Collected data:
+ + + + +

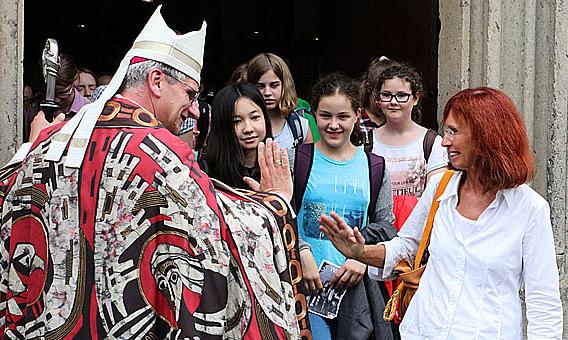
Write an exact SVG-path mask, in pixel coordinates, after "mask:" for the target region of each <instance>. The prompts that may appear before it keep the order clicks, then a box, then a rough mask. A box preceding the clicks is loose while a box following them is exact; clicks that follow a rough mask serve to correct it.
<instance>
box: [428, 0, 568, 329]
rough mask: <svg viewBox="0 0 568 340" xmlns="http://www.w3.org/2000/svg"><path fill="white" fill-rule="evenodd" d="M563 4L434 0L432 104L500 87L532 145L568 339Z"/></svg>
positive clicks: (566, 216)
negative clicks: (436, 31)
mask: <svg viewBox="0 0 568 340" xmlns="http://www.w3.org/2000/svg"><path fill="white" fill-rule="evenodd" d="M567 6H568V3H567V2H566V1H564V0H556V1H554V0H547V1H544V0H537V1H534V0H533V1H531V0H527V1H508V0H479V1H466V0H461V1H453V0H452V1H450V0H443V1H440V21H441V32H440V45H439V47H438V51H439V57H438V85H439V86H438V105H439V107H440V108H441V109H440V113H439V118H440V115H441V110H442V108H443V107H444V104H445V102H446V101H447V99H448V98H449V97H450V96H451V95H453V94H454V93H456V92H457V91H459V90H460V89H462V88H466V87H476V86H491V87H495V88H499V89H502V90H504V91H505V92H506V93H507V94H509V95H510V96H511V97H512V98H513V100H514V101H515V103H516V105H517V107H518V108H519V110H520V112H521V113H522V115H523V118H524V120H525V124H526V126H527V129H528V133H529V139H530V140H531V143H532V146H533V148H534V150H535V156H536V160H537V177H536V178H535V180H534V181H533V183H532V186H533V187H534V188H535V189H536V190H537V191H538V192H539V193H540V194H541V195H542V196H543V197H545V198H546V199H547V201H548V202H549V204H550V208H551V217H552V223H553V228H554V236H555V245H556V253H557V261H558V266H559V269H560V281H561V282H560V284H561V289H562V300H563V303H564V335H565V338H567V339H568V268H567V254H566V251H567V234H568V229H567V220H566V218H567V207H568V206H567V203H568V200H567V199H568V179H567V176H566V168H567V165H568V164H567V160H568V158H567V150H566V149H567V144H568V139H567V132H568V119H567V114H568V8H567Z"/></svg>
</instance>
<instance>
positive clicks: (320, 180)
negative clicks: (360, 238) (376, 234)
mask: <svg viewBox="0 0 568 340" xmlns="http://www.w3.org/2000/svg"><path fill="white" fill-rule="evenodd" d="M369 186H370V183H369V165H368V163H367V156H366V155H365V153H364V152H363V151H362V150H361V149H360V148H357V152H356V153H355V156H353V158H352V159H350V160H348V161H345V162H338V161H335V160H333V159H331V158H329V157H327V156H325V155H324V154H322V153H321V152H319V151H318V148H317V147H314V160H313V163H312V169H311V171H310V174H309V178H308V183H307V186H306V191H305V193H304V198H303V200H302V206H301V208H300V211H299V212H298V219H297V222H298V230H299V233H300V236H301V237H302V239H303V240H304V241H306V242H308V243H309V244H310V245H311V246H312V253H313V255H314V258H315V260H316V263H317V264H318V266H319V265H320V263H321V261H322V260H324V259H325V260H328V261H330V262H332V263H335V264H337V265H339V266H340V265H342V264H343V262H345V256H343V255H341V253H340V252H339V251H338V250H337V249H335V247H334V246H333V244H332V243H331V241H330V240H329V239H328V238H327V237H326V236H325V235H324V234H323V233H320V231H319V217H320V215H321V214H329V213H330V212H331V211H335V212H336V213H337V214H339V216H341V217H342V218H343V219H345V221H346V222H347V224H348V225H349V226H351V227H355V226H357V227H359V228H362V227H364V226H365V225H366V222H367V208H368V206H369V195H370V192H369V191H370V190H369Z"/></svg>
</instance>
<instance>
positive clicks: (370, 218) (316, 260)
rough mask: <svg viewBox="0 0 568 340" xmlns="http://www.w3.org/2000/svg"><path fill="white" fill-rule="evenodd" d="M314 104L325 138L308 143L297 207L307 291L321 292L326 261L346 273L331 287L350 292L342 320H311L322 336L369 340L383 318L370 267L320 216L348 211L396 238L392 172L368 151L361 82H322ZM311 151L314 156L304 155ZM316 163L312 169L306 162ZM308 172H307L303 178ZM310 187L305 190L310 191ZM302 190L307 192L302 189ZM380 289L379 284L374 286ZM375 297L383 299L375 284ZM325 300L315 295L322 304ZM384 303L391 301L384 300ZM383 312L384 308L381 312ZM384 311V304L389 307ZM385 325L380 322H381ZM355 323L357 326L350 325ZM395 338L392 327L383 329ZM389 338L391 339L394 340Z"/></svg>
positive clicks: (338, 74)
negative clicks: (380, 295) (375, 197)
mask: <svg viewBox="0 0 568 340" xmlns="http://www.w3.org/2000/svg"><path fill="white" fill-rule="evenodd" d="M311 105H312V107H313V108H314V109H315V118H316V123H317V127H318V132H319V134H320V140H319V141H318V142H317V143H315V144H305V145H301V146H300V147H299V148H298V150H297V152H296V162H297V163H296V165H295V169H296V171H295V178H294V188H301V190H295V192H294V194H295V195H300V196H301V197H296V199H295V203H296V206H297V209H298V218H297V223H298V230H299V234H300V236H301V238H302V239H303V240H304V241H305V242H307V243H309V244H310V245H311V248H312V251H311V252H310V251H309V250H302V251H301V252H300V256H301V260H302V269H303V274H304V279H305V283H306V288H307V290H308V291H309V292H310V293H311V294H312V295H314V294H315V293H317V292H318V291H319V290H320V289H321V288H322V281H321V278H320V277H319V273H318V267H319V266H320V265H321V263H322V262H323V261H324V260H326V261H328V262H331V263H334V264H336V265H337V266H338V267H339V269H338V270H337V272H336V273H335V276H334V278H333V279H332V280H331V284H332V285H334V286H335V287H337V288H338V289H346V290H347V293H346V296H345V297H344V299H343V300H342V302H341V305H340V309H339V315H338V316H337V317H336V318H334V319H332V320H330V319H325V318H322V317H320V316H318V315H316V314H314V313H310V323H311V326H312V334H313V338H314V339H331V338H337V339H346V338H347V337H346V336H348V338H352V339H367V338H368V337H369V336H370V334H371V333H372V332H373V329H374V327H375V325H376V322H375V321H376V320H373V319H372V317H373V315H375V316H377V317H378V316H380V315H382V312H381V311H375V312H374V313H372V312H371V311H370V310H372V309H373V307H371V306H370V304H369V302H368V301H367V298H366V296H367V294H366V293H365V292H366V289H367V288H368V287H366V285H365V284H364V282H363V281H362V279H363V276H364V275H365V272H366V266H365V265H363V264H362V263H360V262H358V261H353V260H346V259H345V257H344V256H343V255H341V253H339V252H338V251H337V250H336V249H335V248H334V247H333V245H332V243H331V242H330V241H329V239H327V238H326V237H325V236H324V235H323V234H321V233H320V231H319V216H320V214H322V213H326V212H327V213H329V212H330V211H340V212H341V214H342V216H343V217H344V218H346V219H347V220H349V222H350V224H351V225H353V226H358V227H360V228H361V227H363V226H365V225H367V223H369V222H376V223H381V222H382V223H384V224H386V225H388V226H389V227H390V228H391V229H392V231H393V233H394V231H395V230H394V228H392V226H391V224H392V222H393V219H394V218H393V215H392V204H393V203H392V194H391V184H390V179H389V177H388V171H385V169H384V160H383V159H382V157H380V156H377V155H373V154H370V153H365V152H364V151H363V149H362V148H361V147H359V146H360V145H361V135H362V134H361V131H360V129H359V126H358V125H359V112H360V106H359V96H358V84H357V82H355V81H354V80H352V79H349V78H347V77H345V76H343V75H340V74H331V75H329V76H327V77H325V78H322V79H321V80H320V81H319V82H318V83H317V84H316V85H315V86H314V87H313V89H312V96H311ZM305 154H310V156H309V158H308V157H306V156H303V155H305ZM375 159H376V161H377V164H378V163H381V164H382V168H381V170H380V172H379V175H380V176H382V181H380V182H379V183H378V185H379V187H377V188H378V189H379V190H378V192H376V198H375V199H376V200H375V202H376V203H375V204H374V205H373V204H370V203H371V202H373V201H374V200H373V199H372V197H371V195H372V193H373V192H374V191H373V190H372V189H371V187H372V182H371V166H370V164H375ZM306 161H308V162H310V164H311V166H307V165H305V164H303V163H302V162H306ZM301 166H303V167H304V168H307V169H308V171H307V175H305V176H304V177H303V178H302V176H300V174H301V173H304V171H300V167H301ZM304 188H305V189H304ZM302 190H304V191H303V192H302ZM373 284H374V285H376V282H373ZM375 287H376V290H374V291H373V292H372V293H370V294H371V295H374V296H377V295H379V296H380V289H379V288H378V286H375ZM318 299H320V297H318V298H314V300H315V301H318ZM383 303H384V302H383ZM379 308H380V307H379ZM382 309H384V304H383V305H382ZM379 322H380V321H379ZM347 325H352V326H353V327H350V326H348V327H346V326H347ZM375 331H376V332H377V333H379V334H382V335H384V336H385V337H383V339H389V338H391V337H392V333H391V330H390V327H389V326H388V325H386V327H385V328H383V329H381V330H375ZM387 334H388V336H387Z"/></svg>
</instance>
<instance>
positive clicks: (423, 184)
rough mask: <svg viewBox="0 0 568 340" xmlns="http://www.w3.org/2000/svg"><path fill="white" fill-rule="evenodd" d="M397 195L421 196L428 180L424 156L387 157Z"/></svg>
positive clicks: (385, 158)
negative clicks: (426, 176)
mask: <svg viewBox="0 0 568 340" xmlns="http://www.w3.org/2000/svg"><path fill="white" fill-rule="evenodd" d="M385 159H386V162H387V164H388V166H389V174H390V177H391V182H392V193H393V195H395V196H406V195H412V196H420V194H421V193H422V190H423V188H424V183H425V181H426V163H425V161H424V157H422V156H415V157H400V158H385Z"/></svg>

+ + + + +

§ YOUR OBJECTIVE: Print only the lines from the first line of the data above through the one containing "positive clicks: (566, 216)", exactly as they are, with pictures omitted.

§ RESULT BELOW:
Write an exact SVG-path mask, in pixel coordinates, after "mask:" for the target region of each <instance>. The prompts that may appear before it keep the order clicks, then a box, then a rough mask. A box preceding the clicks is loose while a box following them is exact; clicks that follow a rough mask serve to correct it.
<instance>
box: [428, 0, 568, 329]
rough mask: <svg viewBox="0 0 568 340" xmlns="http://www.w3.org/2000/svg"><path fill="white" fill-rule="evenodd" d="M563 4L434 0L432 104L500 87L532 145L568 339Z"/></svg>
positive clicks: (566, 216)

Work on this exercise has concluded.